_Alıştırma Görevleri:_
- A) 23 Nisan ve köy okulları üzerine olan metni iki cümleyle özetleyin.
- B) Kayıtların ilk satırından başlayıp "[6,85,120,120]" ifadesini içeren satıra kadar (bu satır dahil) uzanan satırları, Sıra ve Satır sütunları bulunan bir Markdown tablosuna dönüştürün. Boş satırları tabloya almayın.

_Metin Bölümü:_
----------

22 Nisan 2018 Pazar



23 NİSAN ULUSAL EGEMENLİK VE ÇOCUK BAYRAMINIZ KUTLU OLSUN
NE MUTLU ÇOCUK GİBİ SAF VE TEMİZ DÜŞÜNCELERİ OLANLARA DEYİNCE AKLIMA
23 NİSAN BAYRAMLARINI BİR ZAMANLAR KÖYLERDE BİLE KUTLANDIĞINI HATIRLAYAN VARDIR.

Eskiden köylerde her mahallede ilkokul olurdu. Benim köyüm de Talipli,Samugüney ve Dikmen köyün de 1950  ile 1990 yılları arasında 3 ilkokul vardı
 Hepsi kapandı şimdi köyümüzde 3 camimiz var ama ilkokulumuz yok çocuklarımız ilçe okullarına gidiyor
Öğretmenimiz yok ama İmamız var !
23 Nisan Bayramı gelince köy okullarında gayet güzel bayram yapılırdı.
Birinci sınıflar en önde, ikiler arkada, üçler, dörtler, beşler sıra olurdu.
İlkokuldaki siyah önlüklü beyaz yakalıklı kara lastikli, ellerinde bayraklarla, talebeler, öğretmen eşliğinde köyün meydanına kadar heyecanla yürüyüş yaparlardı.
Ne güzel günlerdi o eski bayram günleri, keşke eskiye dönüp, çocuk olabilsek diyoruz ama bırakın çocuk olmayı artık köylerde yaşlı insanlardan başkası kalmadı
Neden mi?
Fındık paraetmiyor tarım ve hayvancılık son yıllardaki devletin çiftçi,köylü ve hayvancılığa bakış acısı desteklenmemesi yüzünden  insanlar köylerin de ev geçindiremiyor..

----------

(Algılama örnekleri)
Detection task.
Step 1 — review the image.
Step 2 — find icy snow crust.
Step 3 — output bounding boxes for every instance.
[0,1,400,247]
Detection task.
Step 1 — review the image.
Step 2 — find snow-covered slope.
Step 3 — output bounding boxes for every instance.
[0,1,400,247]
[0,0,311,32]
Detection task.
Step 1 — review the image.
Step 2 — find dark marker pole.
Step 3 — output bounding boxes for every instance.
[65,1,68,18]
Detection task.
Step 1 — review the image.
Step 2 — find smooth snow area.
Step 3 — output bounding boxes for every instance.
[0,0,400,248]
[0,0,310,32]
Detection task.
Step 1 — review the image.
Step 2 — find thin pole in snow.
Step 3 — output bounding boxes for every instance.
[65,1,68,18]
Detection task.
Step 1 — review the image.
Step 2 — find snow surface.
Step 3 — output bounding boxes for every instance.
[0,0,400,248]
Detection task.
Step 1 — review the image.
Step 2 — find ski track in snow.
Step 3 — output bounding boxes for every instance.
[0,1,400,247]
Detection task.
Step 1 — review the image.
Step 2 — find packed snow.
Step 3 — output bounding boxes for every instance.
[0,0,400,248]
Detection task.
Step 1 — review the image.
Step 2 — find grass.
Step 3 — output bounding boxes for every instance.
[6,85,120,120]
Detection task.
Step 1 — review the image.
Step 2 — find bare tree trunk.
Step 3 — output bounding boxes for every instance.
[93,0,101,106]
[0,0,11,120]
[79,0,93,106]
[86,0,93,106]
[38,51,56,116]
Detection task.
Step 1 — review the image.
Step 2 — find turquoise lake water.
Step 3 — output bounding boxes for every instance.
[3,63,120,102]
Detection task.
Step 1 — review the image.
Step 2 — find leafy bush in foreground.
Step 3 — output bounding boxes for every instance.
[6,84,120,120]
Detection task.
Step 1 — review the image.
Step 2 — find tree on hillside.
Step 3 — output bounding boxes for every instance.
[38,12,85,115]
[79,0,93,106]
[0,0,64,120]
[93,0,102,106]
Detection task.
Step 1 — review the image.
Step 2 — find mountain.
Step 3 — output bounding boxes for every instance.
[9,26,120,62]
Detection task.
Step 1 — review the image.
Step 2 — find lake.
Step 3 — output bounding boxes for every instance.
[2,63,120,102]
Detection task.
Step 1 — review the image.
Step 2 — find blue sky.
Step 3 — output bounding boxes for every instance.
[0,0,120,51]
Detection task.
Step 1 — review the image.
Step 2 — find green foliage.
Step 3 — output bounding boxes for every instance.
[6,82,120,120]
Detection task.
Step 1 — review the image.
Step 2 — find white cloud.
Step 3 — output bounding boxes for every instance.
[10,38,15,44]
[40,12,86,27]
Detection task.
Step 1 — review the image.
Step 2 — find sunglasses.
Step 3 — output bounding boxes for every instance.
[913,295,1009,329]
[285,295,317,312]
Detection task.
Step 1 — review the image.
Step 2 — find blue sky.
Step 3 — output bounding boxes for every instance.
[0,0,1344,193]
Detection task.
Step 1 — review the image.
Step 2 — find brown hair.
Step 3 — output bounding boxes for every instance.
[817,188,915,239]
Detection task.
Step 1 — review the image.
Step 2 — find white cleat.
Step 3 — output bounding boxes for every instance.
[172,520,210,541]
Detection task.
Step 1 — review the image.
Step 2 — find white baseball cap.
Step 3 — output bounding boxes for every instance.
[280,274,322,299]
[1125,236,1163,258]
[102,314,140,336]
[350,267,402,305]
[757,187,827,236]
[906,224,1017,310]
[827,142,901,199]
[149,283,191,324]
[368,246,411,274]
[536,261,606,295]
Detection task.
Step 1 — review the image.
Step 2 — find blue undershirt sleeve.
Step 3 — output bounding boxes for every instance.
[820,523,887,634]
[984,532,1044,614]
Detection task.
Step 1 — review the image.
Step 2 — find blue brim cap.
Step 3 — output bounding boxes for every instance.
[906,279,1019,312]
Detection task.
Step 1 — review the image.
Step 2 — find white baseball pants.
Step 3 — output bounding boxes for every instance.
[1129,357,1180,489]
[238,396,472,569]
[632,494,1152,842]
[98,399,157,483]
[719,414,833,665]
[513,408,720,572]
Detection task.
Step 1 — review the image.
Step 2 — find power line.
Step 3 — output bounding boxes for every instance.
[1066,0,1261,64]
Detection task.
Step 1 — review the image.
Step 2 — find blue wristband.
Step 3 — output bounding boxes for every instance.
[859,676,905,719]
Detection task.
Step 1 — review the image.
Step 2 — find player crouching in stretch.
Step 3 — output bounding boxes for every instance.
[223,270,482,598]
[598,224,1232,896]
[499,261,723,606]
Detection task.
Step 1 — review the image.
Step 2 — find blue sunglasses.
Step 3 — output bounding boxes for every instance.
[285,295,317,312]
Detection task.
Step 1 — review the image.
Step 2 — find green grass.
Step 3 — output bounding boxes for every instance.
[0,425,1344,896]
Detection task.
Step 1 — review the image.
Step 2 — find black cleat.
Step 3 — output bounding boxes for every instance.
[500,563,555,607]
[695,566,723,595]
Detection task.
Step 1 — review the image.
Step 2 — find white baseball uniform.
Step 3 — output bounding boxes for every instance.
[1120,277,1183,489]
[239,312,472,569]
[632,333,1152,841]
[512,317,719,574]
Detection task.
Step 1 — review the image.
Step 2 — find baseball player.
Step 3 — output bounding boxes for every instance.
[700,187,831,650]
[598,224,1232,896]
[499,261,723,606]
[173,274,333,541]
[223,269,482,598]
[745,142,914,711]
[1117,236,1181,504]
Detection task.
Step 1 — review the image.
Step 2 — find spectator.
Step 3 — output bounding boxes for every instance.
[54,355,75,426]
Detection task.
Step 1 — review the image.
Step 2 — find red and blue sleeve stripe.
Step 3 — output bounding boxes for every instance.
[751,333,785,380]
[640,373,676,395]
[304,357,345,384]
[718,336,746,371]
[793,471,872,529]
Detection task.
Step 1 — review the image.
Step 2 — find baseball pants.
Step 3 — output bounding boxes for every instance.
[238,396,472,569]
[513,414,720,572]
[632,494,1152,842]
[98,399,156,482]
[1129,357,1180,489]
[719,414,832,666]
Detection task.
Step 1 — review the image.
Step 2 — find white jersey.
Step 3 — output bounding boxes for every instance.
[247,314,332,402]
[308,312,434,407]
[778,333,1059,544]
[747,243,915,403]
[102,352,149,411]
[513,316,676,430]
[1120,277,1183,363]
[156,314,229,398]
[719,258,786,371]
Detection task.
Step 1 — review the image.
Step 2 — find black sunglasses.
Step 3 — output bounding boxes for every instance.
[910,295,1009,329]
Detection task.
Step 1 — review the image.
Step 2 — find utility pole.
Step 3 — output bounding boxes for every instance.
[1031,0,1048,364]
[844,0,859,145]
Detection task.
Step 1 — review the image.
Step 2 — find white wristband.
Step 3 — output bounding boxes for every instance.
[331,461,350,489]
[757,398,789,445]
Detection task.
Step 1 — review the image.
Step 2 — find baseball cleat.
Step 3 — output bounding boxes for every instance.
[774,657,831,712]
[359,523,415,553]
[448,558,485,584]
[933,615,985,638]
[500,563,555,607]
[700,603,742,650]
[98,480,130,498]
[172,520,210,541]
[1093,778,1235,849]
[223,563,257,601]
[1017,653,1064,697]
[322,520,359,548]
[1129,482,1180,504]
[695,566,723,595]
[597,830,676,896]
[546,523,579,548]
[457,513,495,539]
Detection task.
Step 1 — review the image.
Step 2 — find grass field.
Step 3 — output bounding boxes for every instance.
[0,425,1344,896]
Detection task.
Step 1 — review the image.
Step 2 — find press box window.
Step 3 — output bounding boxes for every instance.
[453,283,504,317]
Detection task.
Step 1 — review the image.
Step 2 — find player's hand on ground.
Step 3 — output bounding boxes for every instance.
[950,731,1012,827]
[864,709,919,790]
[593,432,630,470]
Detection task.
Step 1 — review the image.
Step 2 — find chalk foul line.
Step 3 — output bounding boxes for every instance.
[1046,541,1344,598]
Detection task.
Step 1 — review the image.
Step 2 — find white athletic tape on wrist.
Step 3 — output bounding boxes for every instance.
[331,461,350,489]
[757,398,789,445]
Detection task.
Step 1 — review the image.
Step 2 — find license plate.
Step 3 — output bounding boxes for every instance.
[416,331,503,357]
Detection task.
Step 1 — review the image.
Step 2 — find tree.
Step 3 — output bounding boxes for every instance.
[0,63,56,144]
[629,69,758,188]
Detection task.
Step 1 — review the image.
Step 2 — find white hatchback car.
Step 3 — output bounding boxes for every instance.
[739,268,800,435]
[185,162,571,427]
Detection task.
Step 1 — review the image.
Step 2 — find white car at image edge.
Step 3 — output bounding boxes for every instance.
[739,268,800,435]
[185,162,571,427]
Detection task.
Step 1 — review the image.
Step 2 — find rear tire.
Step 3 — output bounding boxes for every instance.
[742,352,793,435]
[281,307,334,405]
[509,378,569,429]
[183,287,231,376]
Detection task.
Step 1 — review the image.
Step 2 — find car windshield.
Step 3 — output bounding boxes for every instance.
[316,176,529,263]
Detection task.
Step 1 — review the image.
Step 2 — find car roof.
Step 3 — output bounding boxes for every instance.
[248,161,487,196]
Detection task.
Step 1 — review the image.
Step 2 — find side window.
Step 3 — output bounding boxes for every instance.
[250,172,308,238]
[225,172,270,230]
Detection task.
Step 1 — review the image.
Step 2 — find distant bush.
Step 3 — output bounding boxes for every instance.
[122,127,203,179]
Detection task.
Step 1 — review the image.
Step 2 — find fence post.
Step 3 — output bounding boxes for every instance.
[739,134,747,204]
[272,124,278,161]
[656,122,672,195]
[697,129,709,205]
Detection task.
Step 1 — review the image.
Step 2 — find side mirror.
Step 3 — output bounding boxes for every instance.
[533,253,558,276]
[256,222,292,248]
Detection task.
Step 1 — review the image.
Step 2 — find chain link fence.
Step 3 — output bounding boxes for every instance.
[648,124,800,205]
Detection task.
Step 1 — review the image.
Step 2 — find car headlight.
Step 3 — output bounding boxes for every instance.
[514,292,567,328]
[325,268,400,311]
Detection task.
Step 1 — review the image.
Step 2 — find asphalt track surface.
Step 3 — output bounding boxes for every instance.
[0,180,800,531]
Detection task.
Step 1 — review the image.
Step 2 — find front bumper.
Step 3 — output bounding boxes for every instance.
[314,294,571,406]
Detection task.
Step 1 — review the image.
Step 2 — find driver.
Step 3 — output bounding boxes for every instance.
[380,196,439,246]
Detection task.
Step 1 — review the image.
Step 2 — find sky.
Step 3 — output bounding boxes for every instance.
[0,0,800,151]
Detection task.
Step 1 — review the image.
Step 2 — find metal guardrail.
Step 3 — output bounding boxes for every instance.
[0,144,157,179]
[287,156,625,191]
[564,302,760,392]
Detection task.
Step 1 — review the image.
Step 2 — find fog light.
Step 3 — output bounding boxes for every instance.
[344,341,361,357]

----------

_Çözümlü Cevaplar:_
- A) 1950 ile 1990 yılları arasında köyde üç ilkokul vardı ve 23 Nisan'da bu okulların öğrencileri ellerinde bayraklarla, öğretmen eşliğinde köy meydanına yürüyerek bayramı güzel bir şekilde kutlardı. Bugün bu okulların hepsi kapanmıştır; çocuklar ilçe okullarına gitmektedir; fındığın para etmemesi, tarım ve hayvancılığın desteklenmemesi yüzünden de köylerde yaşlılardan başka kimse kalmamıştır.

- B)
| Sıra | Satır |
|---|---|
| 1 | Detection task. |
| 2 | Step 1 — review the image. |
| 3 | Step 2 — find icy snow crust. |
| 4 | Step 3 — output bounding boxes for every instance. |
| 5 | [0,1,400,247] |
| 6 | Detection task. |
| 7 | Step 1 — review the image. |
| 8 | Step 2 — find snow-covered slope. |
| 9 | Step 3 — output bounding boxes for every instance. |
| 10 | [0,1,400,247] |
| 11 | [0,0,311,32] |
| 12 | Detection task. |
| 13 | Step 1 — review the image. |
| 14 | Step 2 — find dark marker pole. |
| 15 | Step 3 — output bounding boxes for every instance. |
| 16 | [65,1,68,18] |
| 17 | Detection task. |
| 18 | Step 1 — review the image. |
| 19 | Step 2 — find smooth snow area. |
| 20 | Step 3 — output bounding boxes for every instance. |
| 21 | [0,0,400,248] |
| 22 | [0,0,310,32] |
| 23 | Detection task. |
| 24 | Step 1 — review the image. |
| 25 | Step 2 — find thin pole in snow. |
| 26 | Step 3 — output bounding boxes for every instance. |
| 27 | [65,1,68,18] |
| 28 | Detection task. |
| 29 | Step 1 — review the image. |
| 30 | Step 2 — find snow surface. |
| 31 | Step 3 — output bounding boxes for every instance. |
| 32 | [0,0,400,248] |
| 33 | Detection task. |
| 34 | Step 1 — review the image. |
| 35 | Step 2 — find ski track in snow. |
| 36 | Step 3 — output bounding boxes for every instance. |
| 37 | [0,1,400,247] |
| 38 | Detection task. |
| 39 | Step 1 — review the image. |
| 40 | Step 2 — find packed snow. |
| 41 | Step 3 — output bounding boxes for every instance. |
| 42 | [0,0,400,248] |
| 43 | Detection task. |
| 44 | Step 1 — review the image. |
| 45 | Step 2 — find grass. |
| 46 | Step 3 — output bounding boxes for every instance. |
| 47 | [6,85,120,120] |